### Your objective:
Nothing but the exact text of the entries should appear in your answer; pictures stay out.

Data entries

———

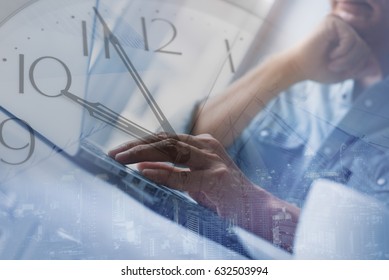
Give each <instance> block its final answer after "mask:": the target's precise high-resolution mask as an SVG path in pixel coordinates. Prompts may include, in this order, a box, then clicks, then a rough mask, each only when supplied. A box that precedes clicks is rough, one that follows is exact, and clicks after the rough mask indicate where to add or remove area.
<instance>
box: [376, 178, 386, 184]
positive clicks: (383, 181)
mask: <svg viewBox="0 0 389 280" xmlns="http://www.w3.org/2000/svg"><path fill="white" fill-rule="evenodd" d="M385 184H386V179H385V178H379V179H378V180H377V185H378V186H383V185H385Z"/></svg>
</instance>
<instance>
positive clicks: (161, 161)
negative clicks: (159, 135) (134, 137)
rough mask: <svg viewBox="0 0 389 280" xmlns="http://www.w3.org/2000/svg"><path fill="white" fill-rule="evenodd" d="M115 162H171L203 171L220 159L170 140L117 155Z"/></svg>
mask: <svg viewBox="0 0 389 280" xmlns="http://www.w3.org/2000/svg"><path fill="white" fill-rule="evenodd" d="M115 160H117V161H118V162H120V163H123V164H132V163H139V162H171V163H174V164H176V163H177V164H184V165H186V166H188V167H190V168H195V169H203V168H208V167H209V166H210V165H211V164H212V162H213V161H214V160H218V158H217V156H216V155H212V154H210V153H207V152H206V151H202V150H200V149H198V148H196V147H193V146H190V145H188V144H186V143H183V142H181V141H178V140H175V139H171V138H169V139H166V140H163V141H159V142H156V143H153V144H146V145H139V146H136V147H133V148H131V149H129V150H127V151H124V152H122V153H119V154H117V155H116V156H115Z"/></svg>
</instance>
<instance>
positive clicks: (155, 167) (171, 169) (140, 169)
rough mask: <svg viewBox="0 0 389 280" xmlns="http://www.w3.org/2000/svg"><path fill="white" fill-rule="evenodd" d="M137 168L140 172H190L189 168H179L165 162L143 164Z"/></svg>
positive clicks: (148, 162) (142, 162)
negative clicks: (188, 168) (189, 171)
mask: <svg viewBox="0 0 389 280" xmlns="http://www.w3.org/2000/svg"><path fill="white" fill-rule="evenodd" d="M137 167H138V170H139V171H140V172H142V171H143V170H145V169H162V170H166V171H169V172H180V171H190V170H189V169H188V168H179V167H176V166H172V165H171V164H167V163H164V162H141V163H139V164H138V165H137Z"/></svg>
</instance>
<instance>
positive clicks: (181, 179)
mask: <svg viewBox="0 0 389 280" xmlns="http://www.w3.org/2000/svg"><path fill="white" fill-rule="evenodd" d="M207 173H208V172H207V171H179V172H170V171H168V170H164V169H144V170H142V174H143V175H144V176H145V177H147V178H149V179H150V180H152V181H154V182H157V183H159V184H162V185H165V186H168V187H170V188H173V189H176V190H180V191H187V192H192V193H194V192H201V191H205V189H207V187H206V186H207V180H208V179H209V178H208V175H209V174H207Z"/></svg>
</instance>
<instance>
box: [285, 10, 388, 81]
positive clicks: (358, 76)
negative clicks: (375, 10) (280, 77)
mask: <svg viewBox="0 0 389 280" xmlns="http://www.w3.org/2000/svg"><path fill="white" fill-rule="evenodd" d="M287 54H288V56H289V58H290V61H291V63H292V65H293V67H294V68H295V69H296V71H297V72H299V74H300V75H301V77H300V80H314V81H317V82H321V83H335V82H341V81H343V80H346V79H356V80H359V79H362V78H366V77H370V78H374V77H375V76H376V77H377V79H379V77H380V75H381V70H380V67H379V64H378V62H377V61H376V58H375V57H374V56H373V54H372V52H371V50H370V48H369V46H368V45H367V44H366V43H365V42H364V41H363V40H362V39H361V38H360V37H359V35H358V34H357V32H356V31H355V30H354V29H353V28H352V27H351V26H350V25H348V24H347V23H345V22H344V21H343V20H342V19H340V18H338V17H336V16H333V15H329V16H327V17H326V18H325V20H324V21H323V22H322V23H321V25H320V26H319V27H318V29H317V30H316V31H315V32H314V33H313V34H312V35H311V36H310V37H308V39H306V40H305V41H304V42H303V43H301V44H300V45H298V46H297V47H295V48H293V49H292V50H290V51H288V52H287Z"/></svg>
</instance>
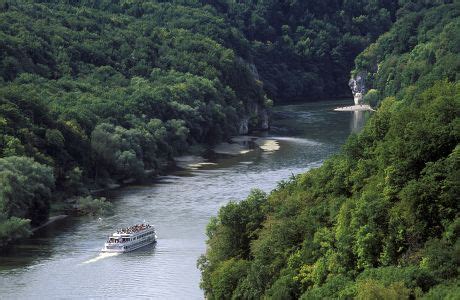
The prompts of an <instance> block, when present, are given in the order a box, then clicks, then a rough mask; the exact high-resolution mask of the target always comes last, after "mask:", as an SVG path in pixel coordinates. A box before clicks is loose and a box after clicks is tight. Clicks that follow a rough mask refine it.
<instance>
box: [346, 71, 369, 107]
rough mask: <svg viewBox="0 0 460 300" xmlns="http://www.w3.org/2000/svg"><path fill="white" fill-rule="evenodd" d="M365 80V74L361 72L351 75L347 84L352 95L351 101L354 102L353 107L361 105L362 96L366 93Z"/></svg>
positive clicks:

———

### Exercise output:
Give each <instance> block its final answer after "mask:": the target's precise high-resolution mask as an SVG path in pixel coordinates. Prompts may include, in this order, a box, then clicks, then a rough mask, each only when supplied. A box that precedes clicks is rough, one that follows is exact, and clicks after the rough mask indicate where to add or remove area.
<instance>
box: [376, 178, 386, 184]
positive clicks: (383, 181)
mask: <svg viewBox="0 0 389 280" xmlns="http://www.w3.org/2000/svg"><path fill="white" fill-rule="evenodd" d="M385 184H386V179H385V178H379V179H378V180H377V185H378V186H383V185H385Z"/></svg>
</instance>
<instance>
positive clicks: (161, 161)
negative clicks: (159, 135) (134, 137)
rough mask: <svg viewBox="0 0 389 280" xmlns="http://www.w3.org/2000/svg"><path fill="white" fill-rule="evenodd" d="M115 162H171L203 171L220 159L170 140L117 155Z"/></svg>
mask: <svg viewBox="0 0 389 280" xmlns="http://www.w3.org/2000/svg"><path fill="white" fill-rule="evenodd" d="M115 160H117V161H118V162H120V163H123V164H132V163H139V162H171V163H174V164H176V163H177V164H184V165H186V166H188V167H190V168H195V169H203V168H208V167H209V166H210V165H211V164H212V162H213V161H214V160H218V158H217V156H216V155H212V154H210V153H207V152H206V151H202V150H200V149H198V148H196V147H193V146H190V145H188V144H186V143H183V142H181V141H178V140H175V139H171V138H169V139H166V140H163V141H159V142H156V143H153V144H146V145H139V146H136V147H133V148H131V149H129V150H127V151H124V152H122V153H119V154H117V155H116V156H115Z"/></svg>
</instance>
<instance>
positive clicks: (155, 167) (171, 169) (140, 169)
rough mask: <svg viewBox="0 0 389 280" xmlns="http://www.w3.org/2000/svg"><path fill="white" fill-rule="evenodd" d="M137 168L140 172H190L189 168H179L165 162L143 164Z"/></svg>
positive clicks: (148, 162) (142, 162)
negative clicks: (188, 168) (189, 171)
mask: <svg viewBox="0 0 389 280" xmlns="http://www.w3.org/2000/svg"><path fill="white" fill-rule="evenodd" d="M137 167H138V170H139V171H140V172H142V171H143V170H145V169H162V170H166V171H169V172H180V171H190V170H189V169H188V168H179V167H176V166H172V165H171V164H167V163H164V162H141V163H139V164H138V165H137Z"/></svg>
</instance>
<instance>
positive clicks: (181, 179)
mask: <svg viewBox="0 0 389 280" xmlns="http://www.w3.org/2000/svg"><path fill="white" fill-rule="evenodd" d="M207 173H208V172H207V171H179V172H170V171H168V170H164V169H144V170H142V174H143V175H144V176H145V177H147V178H149V179H150V180H152V181H154V182H157V183H159V184H162V185H165V186H168V187H170V188H173V189H176V190H180V191H187V192H192V193H194V192H201V191H205V189H207V187H206V186H207V180H208V179H209V178H208V175H209V174H207Z"/></svg>
</instance>
<instance>
box: [285, 10, 388, 81]
positive clicks: (358, 76)
negative clicks: (375, 10) (280, 77)
mask: <svg viewBox="0 0 389 280" xmlns="http://www.w3.org/2000/svg"><path fill="white" fill-rule="evenodd" d="M287 54H288V56H289V58H290V61H291V63H292V65H293V67H294V68H295V69H296V71H297V72H299V74H300V75H301V77H300V80H314V81H317V82H321V83H335V82H341V81H343V80H346V79H356V80H359V79H362V78H366V77H370V78H374V77H375V76H376V77H377V79H379V77H380V75H381V70H380V67H379V64H378V62H377V61H376V58H375V57H374V56H373V54H372V52H371V50H370V48H369V46H368V45H367V44H366V43H365V42H364V41H363V40H362V39H361V38H360V37H359V35H358V34H357V32H356V31H355V30H354V29H353V28H352V27H351V26H350V25H348V24H347V23H345V22H344V21H343V20H342V19H340V18H338V17H336V16H333V15H329V16H327V17H326V18H325V20H324V21H323V22H322V23H321V25H320V26H319V27H318V29H317V30H316V31H315V32H314V33H313V34H312V35H311V36H310V37H308V39H306V40H305V41H304V42H303V43H301V44H300V45H298V46H297V47H295V48H293V49H292V50H290V51H288V52H287Z"/></svg>
</instance>
The prompts of an <instance> block, when present, are given in the order a box, then clicks, then a rough mask; the exact high-resolution mask of the target always comes last, after "mask:", as an SVG path in pixel coordinates. A box before clicks is loose and a box after clicks is tight. Clicks that follow a rough mask refine it.
<instance>
box: [346, 71, 369, 107]
rough mask: <svg viewBox="0 0 460 300" xmlns="http://www.w3.org/2000/svg"><path fill="white" fill-rule="evenodd" d="M365 80V74L361 72L351 75L347 84L352 95L351 101L354 102L353 107L361 105L362 96L366 93Z"/></svg>
positive clicks:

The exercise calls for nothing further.